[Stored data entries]
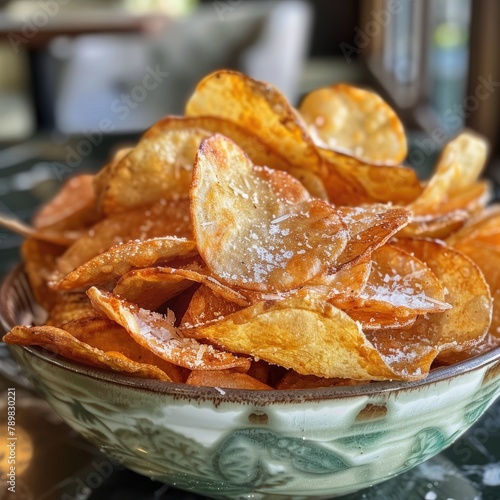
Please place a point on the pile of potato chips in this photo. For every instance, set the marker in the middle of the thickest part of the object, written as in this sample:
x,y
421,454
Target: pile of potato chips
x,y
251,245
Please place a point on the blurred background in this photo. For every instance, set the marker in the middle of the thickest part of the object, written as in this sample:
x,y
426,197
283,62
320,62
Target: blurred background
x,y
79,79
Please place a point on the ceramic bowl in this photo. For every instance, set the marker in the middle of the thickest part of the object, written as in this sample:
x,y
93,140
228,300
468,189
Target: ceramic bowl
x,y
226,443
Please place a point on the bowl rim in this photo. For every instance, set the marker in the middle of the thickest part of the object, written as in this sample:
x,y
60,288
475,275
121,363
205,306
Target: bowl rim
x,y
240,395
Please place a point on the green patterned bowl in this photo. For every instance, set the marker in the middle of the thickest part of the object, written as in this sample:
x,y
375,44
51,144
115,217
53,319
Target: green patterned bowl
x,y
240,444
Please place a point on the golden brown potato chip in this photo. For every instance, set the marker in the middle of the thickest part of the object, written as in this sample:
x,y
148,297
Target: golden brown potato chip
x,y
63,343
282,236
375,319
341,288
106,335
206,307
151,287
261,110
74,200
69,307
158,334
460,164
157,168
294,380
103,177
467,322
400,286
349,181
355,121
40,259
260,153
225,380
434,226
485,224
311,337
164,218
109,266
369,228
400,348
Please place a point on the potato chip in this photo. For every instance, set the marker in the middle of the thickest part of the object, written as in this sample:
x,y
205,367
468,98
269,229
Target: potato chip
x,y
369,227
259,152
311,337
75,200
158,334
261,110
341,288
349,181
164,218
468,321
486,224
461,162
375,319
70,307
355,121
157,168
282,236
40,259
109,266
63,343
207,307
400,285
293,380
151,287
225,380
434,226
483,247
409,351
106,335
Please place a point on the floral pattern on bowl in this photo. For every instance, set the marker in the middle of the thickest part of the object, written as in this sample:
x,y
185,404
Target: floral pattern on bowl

==

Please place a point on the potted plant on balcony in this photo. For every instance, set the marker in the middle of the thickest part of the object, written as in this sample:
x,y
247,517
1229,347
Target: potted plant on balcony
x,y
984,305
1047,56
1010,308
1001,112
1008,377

__EXERCISE DIRECTIONS__:
Wherever a line above contains "floral", copy that line.

__SOLVED PROBLEM__:
Please place a point on the floral pattern on bowl in this photo. For every instance, set the marker in the middle of the thickest part of the object, written as in this sample:
Target: floral pattern on bowl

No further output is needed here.